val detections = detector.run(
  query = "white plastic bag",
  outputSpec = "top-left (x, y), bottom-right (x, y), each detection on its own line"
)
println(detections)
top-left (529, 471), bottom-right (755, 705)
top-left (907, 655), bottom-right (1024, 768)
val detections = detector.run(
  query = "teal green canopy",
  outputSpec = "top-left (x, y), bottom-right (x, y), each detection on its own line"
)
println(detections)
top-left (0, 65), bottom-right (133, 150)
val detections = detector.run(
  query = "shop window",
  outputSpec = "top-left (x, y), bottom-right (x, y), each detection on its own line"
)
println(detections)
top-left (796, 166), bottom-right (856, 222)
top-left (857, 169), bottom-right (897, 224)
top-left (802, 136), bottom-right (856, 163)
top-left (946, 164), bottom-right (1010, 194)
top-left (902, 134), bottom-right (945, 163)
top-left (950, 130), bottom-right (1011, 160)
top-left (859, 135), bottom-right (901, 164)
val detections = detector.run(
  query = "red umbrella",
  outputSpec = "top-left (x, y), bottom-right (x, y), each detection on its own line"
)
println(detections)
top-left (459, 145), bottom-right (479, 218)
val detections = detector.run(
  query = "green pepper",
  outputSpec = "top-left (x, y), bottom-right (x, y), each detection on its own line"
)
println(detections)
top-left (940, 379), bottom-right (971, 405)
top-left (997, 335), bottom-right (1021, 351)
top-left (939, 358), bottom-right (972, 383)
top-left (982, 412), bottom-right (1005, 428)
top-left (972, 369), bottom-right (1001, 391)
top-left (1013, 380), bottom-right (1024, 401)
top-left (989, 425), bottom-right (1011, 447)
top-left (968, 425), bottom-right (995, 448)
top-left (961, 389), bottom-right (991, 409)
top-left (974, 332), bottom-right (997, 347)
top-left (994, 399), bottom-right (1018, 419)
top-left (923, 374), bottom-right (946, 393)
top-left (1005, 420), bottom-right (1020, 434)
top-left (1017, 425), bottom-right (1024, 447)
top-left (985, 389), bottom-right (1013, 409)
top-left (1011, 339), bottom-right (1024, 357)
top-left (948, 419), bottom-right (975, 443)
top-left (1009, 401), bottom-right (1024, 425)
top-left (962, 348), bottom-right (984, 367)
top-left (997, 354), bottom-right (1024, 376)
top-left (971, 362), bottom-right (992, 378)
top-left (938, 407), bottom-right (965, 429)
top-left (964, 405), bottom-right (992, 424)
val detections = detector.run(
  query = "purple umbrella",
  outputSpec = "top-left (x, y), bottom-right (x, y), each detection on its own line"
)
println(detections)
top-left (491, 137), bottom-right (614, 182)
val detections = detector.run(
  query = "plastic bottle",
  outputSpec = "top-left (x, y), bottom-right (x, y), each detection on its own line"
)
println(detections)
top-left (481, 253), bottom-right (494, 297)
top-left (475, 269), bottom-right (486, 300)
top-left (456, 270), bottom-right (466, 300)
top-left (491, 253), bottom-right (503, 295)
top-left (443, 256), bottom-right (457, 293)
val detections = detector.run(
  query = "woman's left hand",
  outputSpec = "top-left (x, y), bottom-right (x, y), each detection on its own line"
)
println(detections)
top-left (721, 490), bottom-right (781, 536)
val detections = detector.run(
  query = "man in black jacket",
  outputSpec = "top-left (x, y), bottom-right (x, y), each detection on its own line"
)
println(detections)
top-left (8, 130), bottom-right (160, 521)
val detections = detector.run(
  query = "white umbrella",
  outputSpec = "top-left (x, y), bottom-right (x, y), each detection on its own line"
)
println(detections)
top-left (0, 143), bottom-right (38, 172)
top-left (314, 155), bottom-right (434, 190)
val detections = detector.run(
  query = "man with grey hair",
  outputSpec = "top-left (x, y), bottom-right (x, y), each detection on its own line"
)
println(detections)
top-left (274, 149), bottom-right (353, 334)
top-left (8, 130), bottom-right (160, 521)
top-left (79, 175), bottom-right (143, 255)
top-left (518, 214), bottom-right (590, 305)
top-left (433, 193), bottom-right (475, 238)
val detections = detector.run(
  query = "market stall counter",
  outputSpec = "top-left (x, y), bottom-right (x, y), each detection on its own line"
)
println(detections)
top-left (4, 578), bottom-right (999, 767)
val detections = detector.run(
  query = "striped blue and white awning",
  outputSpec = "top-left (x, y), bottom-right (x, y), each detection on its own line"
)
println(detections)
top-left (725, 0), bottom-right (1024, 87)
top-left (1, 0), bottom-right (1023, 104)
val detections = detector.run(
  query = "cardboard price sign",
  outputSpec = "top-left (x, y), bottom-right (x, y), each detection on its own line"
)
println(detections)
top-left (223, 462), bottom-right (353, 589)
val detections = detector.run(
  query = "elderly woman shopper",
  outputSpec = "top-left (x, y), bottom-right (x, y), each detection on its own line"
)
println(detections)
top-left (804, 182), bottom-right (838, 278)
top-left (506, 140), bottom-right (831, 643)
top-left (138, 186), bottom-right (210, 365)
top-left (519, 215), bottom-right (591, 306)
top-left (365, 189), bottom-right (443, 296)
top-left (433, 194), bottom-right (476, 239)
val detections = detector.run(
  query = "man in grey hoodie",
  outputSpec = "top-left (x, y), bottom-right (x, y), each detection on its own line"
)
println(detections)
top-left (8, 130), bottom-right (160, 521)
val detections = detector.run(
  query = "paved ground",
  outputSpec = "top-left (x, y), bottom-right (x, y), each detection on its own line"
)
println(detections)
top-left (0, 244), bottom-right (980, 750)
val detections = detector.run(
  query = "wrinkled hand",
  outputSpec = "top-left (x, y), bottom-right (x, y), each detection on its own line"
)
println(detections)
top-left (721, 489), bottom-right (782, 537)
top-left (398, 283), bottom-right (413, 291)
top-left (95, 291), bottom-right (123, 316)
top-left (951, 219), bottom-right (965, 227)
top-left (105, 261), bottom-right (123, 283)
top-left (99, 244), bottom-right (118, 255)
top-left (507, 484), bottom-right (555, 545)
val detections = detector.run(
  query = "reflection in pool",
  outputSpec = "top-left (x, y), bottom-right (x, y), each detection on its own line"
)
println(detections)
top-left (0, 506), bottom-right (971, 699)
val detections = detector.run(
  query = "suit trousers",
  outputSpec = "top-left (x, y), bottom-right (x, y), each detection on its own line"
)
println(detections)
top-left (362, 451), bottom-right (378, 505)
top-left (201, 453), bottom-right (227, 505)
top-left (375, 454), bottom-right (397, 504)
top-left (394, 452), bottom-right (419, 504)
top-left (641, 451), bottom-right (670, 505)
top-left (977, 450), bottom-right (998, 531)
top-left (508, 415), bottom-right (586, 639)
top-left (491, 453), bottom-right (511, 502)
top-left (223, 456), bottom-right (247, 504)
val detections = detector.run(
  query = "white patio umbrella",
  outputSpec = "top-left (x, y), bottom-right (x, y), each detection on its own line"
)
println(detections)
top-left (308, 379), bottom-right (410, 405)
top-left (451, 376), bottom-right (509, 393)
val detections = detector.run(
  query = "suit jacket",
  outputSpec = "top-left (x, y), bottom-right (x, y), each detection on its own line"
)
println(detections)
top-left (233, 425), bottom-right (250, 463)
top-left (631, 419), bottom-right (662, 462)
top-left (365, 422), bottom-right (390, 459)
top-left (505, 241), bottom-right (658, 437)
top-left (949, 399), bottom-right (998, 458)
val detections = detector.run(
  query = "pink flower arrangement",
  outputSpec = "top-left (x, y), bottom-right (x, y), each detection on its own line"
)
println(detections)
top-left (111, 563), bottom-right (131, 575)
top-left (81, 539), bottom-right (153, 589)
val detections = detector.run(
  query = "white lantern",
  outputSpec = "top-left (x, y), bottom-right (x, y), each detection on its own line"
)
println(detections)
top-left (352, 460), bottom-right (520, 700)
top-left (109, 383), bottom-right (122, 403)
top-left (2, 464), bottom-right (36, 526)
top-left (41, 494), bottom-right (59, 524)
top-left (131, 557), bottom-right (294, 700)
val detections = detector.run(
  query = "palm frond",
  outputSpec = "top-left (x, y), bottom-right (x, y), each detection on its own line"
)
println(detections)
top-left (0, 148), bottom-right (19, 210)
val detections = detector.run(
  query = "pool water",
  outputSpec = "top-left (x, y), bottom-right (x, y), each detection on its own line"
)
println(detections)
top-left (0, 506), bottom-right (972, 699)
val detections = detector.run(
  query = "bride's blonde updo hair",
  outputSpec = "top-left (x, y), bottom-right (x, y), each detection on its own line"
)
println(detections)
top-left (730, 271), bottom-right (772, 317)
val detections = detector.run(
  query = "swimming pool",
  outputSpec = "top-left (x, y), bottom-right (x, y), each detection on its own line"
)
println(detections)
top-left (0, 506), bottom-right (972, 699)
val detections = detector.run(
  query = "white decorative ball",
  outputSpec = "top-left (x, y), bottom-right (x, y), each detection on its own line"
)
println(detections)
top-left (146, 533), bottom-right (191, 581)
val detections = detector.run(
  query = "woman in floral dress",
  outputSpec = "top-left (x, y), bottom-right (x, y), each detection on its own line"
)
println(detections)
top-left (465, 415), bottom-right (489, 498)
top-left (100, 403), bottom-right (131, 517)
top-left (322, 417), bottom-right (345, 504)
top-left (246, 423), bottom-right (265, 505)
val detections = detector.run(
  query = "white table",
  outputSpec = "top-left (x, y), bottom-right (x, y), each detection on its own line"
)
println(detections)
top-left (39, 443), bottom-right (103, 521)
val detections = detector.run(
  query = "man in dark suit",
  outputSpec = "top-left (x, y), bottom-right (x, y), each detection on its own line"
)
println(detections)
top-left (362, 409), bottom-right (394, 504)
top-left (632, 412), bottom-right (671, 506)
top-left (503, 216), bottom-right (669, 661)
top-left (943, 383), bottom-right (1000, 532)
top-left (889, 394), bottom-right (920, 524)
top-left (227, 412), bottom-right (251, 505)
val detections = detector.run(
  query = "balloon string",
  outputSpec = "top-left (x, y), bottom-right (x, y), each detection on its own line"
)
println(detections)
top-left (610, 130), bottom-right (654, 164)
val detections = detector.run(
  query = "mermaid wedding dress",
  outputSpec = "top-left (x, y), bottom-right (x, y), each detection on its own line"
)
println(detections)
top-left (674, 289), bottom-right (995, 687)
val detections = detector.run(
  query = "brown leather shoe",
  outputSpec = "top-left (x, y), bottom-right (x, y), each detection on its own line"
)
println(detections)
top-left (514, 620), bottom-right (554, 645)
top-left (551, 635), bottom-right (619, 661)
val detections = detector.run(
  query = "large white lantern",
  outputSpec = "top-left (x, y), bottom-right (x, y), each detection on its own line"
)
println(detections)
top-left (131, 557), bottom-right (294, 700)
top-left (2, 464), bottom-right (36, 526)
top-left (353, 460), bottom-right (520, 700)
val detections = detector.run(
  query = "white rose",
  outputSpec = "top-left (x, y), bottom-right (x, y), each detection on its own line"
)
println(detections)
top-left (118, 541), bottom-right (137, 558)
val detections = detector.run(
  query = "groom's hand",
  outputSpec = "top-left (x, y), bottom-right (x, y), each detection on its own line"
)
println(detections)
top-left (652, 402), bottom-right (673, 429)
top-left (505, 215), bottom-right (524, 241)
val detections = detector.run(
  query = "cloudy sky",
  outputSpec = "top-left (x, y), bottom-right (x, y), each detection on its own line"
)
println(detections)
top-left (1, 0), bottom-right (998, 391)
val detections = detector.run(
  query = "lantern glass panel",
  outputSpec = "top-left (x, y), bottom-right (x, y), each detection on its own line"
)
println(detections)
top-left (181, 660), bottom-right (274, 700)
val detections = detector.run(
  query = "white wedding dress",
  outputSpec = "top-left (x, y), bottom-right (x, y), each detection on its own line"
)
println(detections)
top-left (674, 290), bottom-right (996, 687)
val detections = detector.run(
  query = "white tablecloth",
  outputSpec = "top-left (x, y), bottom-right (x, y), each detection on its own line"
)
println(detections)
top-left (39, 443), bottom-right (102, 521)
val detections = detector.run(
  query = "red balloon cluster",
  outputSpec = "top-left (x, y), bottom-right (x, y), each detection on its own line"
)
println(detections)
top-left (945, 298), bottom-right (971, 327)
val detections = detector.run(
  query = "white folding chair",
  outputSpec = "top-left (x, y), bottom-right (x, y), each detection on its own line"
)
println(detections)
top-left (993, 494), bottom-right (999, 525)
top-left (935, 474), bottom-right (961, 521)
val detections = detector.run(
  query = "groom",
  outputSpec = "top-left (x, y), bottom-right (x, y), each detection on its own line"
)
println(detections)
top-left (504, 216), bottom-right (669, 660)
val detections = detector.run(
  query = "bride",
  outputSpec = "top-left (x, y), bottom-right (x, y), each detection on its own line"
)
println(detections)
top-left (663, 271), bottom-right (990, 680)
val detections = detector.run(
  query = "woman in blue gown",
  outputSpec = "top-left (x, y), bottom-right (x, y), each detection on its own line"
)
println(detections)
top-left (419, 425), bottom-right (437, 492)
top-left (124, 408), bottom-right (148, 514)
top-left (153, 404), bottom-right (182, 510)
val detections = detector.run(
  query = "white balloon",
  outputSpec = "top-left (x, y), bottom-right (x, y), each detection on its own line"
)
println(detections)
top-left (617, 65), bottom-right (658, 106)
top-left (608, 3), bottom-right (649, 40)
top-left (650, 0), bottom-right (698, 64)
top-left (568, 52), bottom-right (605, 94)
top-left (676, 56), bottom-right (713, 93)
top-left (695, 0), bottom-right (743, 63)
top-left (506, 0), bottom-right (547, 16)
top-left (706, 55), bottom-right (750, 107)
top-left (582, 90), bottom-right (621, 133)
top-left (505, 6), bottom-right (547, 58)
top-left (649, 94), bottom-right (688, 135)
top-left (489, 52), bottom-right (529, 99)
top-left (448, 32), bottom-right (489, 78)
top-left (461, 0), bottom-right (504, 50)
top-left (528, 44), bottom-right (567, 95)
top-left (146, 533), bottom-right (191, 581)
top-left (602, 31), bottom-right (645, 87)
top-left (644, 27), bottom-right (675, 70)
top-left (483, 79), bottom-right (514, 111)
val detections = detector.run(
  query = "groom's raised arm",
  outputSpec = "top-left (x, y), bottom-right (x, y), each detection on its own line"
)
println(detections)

-*-*-

Please show, exactly as written, every line above that contains the word "woman".

- ANSWER:
  query = "woman's left hand",
  query = "elderly woman shopper",
  query = "woman in floral dress",
  query = "woman in blue gown",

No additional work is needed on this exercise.